* ACTIVITY *
List all lines of the data containing the word "drawer".

*** Begin section ***

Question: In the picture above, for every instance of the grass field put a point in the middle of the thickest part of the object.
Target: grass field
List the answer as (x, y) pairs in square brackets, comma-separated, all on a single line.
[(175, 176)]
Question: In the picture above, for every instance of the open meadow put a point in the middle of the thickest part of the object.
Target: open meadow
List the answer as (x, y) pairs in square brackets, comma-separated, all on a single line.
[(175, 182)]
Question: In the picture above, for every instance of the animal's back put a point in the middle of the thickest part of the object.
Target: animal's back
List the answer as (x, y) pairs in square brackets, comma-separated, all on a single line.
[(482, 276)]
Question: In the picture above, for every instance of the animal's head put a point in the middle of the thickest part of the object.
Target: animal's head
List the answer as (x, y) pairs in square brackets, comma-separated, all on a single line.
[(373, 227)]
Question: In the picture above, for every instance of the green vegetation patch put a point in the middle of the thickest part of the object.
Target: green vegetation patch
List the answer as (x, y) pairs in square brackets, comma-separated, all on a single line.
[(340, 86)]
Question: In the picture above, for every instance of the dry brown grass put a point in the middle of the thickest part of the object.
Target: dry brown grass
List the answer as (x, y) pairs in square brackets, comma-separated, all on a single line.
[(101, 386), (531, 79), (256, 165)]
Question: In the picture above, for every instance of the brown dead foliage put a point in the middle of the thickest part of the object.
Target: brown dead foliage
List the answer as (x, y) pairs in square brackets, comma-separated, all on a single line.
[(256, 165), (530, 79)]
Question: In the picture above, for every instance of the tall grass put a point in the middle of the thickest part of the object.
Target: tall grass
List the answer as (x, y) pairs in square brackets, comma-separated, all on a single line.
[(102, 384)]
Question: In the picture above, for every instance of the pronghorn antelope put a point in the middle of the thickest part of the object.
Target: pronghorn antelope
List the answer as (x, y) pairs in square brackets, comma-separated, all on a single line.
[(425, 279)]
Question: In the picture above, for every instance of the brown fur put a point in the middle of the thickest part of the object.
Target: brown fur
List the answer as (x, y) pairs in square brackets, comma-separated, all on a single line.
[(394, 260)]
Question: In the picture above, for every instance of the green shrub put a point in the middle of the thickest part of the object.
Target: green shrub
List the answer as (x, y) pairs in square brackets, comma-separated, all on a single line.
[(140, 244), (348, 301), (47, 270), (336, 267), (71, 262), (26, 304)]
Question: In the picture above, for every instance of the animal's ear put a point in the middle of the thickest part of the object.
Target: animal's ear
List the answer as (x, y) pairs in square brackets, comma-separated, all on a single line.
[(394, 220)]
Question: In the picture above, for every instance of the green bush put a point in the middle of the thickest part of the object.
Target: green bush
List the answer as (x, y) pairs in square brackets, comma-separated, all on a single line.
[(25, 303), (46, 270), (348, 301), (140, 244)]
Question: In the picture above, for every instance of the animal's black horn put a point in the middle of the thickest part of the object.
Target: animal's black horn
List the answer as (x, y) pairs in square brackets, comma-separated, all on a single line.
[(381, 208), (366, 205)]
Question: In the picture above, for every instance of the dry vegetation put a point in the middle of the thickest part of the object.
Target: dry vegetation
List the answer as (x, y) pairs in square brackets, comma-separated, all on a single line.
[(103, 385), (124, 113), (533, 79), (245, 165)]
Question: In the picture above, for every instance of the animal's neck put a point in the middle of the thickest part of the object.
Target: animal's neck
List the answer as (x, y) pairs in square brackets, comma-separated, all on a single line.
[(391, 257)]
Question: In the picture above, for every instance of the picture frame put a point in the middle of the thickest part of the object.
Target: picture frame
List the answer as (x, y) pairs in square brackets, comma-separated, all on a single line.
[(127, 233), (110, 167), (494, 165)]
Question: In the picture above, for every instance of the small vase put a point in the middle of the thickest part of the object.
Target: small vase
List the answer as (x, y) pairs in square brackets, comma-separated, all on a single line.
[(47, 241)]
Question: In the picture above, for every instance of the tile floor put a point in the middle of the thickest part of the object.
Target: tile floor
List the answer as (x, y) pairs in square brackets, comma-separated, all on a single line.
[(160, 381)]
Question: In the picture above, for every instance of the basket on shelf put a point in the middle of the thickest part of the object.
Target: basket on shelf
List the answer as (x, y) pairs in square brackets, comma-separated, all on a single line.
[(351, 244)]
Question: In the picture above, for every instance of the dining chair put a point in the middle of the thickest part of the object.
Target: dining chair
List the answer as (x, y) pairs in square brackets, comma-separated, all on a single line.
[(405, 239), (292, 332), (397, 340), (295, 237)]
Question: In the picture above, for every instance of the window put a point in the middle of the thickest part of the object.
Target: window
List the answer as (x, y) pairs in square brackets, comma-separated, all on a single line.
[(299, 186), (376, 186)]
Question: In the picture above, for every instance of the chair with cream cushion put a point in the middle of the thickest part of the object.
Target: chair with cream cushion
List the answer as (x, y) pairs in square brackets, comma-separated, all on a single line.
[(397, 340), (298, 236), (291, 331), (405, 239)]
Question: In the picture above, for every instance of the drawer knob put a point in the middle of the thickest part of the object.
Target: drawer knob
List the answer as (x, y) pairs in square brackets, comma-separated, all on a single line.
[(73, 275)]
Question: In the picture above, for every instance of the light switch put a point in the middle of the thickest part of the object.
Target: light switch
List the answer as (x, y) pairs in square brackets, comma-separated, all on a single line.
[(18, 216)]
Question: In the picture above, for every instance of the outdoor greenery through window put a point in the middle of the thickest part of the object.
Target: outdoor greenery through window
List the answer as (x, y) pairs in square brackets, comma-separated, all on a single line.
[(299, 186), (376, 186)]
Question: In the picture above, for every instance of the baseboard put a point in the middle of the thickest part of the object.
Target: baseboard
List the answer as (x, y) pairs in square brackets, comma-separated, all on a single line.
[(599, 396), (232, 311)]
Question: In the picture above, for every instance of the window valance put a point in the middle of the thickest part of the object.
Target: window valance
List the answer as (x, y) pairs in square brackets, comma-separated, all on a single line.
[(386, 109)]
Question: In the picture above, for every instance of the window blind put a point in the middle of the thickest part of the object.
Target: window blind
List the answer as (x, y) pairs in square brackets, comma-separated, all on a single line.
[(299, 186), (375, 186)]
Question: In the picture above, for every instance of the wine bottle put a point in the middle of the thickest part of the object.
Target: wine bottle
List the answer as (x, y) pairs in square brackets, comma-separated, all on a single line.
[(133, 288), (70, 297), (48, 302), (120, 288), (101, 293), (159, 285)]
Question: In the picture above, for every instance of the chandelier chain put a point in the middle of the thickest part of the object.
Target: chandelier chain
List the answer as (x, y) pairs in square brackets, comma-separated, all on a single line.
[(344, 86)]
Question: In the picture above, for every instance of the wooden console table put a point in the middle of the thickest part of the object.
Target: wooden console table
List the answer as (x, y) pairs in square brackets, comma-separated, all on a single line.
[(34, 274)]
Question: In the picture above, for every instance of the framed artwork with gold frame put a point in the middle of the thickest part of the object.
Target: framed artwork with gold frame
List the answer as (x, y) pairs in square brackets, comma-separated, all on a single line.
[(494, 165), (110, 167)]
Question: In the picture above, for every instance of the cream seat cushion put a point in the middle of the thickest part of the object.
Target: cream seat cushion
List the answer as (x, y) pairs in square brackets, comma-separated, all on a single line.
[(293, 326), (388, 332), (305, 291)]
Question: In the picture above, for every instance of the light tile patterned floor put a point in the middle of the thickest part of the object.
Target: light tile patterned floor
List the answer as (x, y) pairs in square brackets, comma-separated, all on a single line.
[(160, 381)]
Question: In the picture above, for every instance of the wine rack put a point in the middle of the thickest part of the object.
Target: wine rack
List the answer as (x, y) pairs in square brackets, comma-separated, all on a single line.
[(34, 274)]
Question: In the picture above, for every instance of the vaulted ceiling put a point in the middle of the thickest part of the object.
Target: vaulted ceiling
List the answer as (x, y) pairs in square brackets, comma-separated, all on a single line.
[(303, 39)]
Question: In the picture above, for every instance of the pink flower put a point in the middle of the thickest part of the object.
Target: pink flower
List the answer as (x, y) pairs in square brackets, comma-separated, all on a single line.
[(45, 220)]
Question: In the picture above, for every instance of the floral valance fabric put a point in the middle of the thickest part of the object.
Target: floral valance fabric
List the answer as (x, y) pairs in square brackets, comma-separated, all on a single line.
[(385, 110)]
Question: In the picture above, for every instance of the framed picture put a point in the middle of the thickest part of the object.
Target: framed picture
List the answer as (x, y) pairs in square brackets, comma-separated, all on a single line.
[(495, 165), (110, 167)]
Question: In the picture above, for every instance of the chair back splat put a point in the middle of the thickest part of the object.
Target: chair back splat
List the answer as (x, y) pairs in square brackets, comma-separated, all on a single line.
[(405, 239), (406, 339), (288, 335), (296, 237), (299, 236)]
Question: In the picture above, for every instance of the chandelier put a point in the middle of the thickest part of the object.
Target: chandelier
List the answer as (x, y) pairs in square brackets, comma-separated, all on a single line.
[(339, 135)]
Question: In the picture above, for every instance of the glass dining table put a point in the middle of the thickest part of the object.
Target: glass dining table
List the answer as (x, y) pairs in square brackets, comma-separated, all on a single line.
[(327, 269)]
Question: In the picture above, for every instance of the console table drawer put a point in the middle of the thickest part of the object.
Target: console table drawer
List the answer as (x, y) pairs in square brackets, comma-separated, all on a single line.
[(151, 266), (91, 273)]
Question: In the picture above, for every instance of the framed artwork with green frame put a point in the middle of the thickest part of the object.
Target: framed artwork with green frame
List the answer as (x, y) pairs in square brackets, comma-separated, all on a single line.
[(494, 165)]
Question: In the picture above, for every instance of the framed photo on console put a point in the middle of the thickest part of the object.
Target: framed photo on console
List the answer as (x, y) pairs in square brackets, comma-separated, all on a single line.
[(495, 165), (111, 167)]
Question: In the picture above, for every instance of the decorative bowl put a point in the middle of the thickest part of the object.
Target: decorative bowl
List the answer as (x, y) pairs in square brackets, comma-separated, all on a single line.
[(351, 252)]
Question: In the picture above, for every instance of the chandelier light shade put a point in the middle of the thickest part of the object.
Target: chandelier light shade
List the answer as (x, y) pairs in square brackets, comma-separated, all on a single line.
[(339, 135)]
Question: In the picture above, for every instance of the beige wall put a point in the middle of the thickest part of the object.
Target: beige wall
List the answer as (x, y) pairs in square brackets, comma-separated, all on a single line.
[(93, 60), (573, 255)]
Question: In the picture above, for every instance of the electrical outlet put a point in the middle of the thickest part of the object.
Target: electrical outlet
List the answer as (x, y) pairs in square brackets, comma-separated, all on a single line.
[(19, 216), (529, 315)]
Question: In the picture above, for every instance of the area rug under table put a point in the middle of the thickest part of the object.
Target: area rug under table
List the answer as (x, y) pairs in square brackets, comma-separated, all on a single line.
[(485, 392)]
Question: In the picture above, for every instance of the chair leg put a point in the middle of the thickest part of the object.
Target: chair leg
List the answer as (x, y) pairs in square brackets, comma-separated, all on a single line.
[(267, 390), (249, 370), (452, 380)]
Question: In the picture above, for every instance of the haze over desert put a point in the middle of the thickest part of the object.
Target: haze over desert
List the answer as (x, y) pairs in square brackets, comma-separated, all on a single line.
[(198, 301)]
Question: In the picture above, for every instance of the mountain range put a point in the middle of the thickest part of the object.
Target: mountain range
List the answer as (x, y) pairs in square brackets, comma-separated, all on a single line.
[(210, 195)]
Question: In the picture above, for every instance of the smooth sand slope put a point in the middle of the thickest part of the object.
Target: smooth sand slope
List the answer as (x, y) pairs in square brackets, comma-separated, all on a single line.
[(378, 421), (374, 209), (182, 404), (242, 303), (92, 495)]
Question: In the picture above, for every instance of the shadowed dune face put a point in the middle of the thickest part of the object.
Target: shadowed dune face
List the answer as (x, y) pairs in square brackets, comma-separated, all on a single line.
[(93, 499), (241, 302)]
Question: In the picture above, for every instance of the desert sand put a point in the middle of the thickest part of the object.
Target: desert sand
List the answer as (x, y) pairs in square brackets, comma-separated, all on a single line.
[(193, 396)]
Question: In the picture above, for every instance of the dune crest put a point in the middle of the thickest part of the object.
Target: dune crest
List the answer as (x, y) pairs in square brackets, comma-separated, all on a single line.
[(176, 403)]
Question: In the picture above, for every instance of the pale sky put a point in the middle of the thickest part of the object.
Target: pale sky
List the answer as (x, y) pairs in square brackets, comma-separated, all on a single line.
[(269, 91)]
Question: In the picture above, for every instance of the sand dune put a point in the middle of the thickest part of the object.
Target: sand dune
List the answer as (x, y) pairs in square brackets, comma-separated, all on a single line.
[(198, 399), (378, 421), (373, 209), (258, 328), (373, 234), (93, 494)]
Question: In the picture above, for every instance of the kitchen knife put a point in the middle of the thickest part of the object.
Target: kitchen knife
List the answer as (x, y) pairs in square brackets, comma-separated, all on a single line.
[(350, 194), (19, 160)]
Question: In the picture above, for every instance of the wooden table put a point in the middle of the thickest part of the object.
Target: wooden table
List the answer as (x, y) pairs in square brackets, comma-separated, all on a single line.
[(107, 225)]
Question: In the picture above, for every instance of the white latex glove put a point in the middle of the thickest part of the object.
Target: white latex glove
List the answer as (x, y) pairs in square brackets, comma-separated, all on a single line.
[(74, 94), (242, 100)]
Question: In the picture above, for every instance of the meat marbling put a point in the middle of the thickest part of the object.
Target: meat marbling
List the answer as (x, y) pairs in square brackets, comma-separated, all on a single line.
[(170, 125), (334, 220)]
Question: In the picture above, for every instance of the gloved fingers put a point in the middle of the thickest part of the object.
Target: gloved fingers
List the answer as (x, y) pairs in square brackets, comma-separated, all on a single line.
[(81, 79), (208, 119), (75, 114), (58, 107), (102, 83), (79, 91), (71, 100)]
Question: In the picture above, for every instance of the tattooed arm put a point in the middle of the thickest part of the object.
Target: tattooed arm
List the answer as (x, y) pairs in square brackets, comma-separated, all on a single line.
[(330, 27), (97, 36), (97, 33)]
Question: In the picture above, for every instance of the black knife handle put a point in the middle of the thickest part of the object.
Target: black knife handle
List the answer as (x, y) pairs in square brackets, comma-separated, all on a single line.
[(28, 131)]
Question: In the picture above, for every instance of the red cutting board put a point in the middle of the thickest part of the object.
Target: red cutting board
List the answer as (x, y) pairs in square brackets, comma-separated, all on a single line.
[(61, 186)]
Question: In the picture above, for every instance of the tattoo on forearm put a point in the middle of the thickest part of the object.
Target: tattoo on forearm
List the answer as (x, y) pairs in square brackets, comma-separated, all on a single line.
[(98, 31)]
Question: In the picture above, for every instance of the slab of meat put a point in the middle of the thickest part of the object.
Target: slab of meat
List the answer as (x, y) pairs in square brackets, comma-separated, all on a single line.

*** End section ***

* ANSWER BOX *
Question: In the picture above, for every instance of the drawer knob put a point in the middle of the thickest part of the object.
Target: drawer knob
Question: In the picture above, for every instance of the console table drawer put a point in the middle of the thickest part of the object.
Target: console table drawer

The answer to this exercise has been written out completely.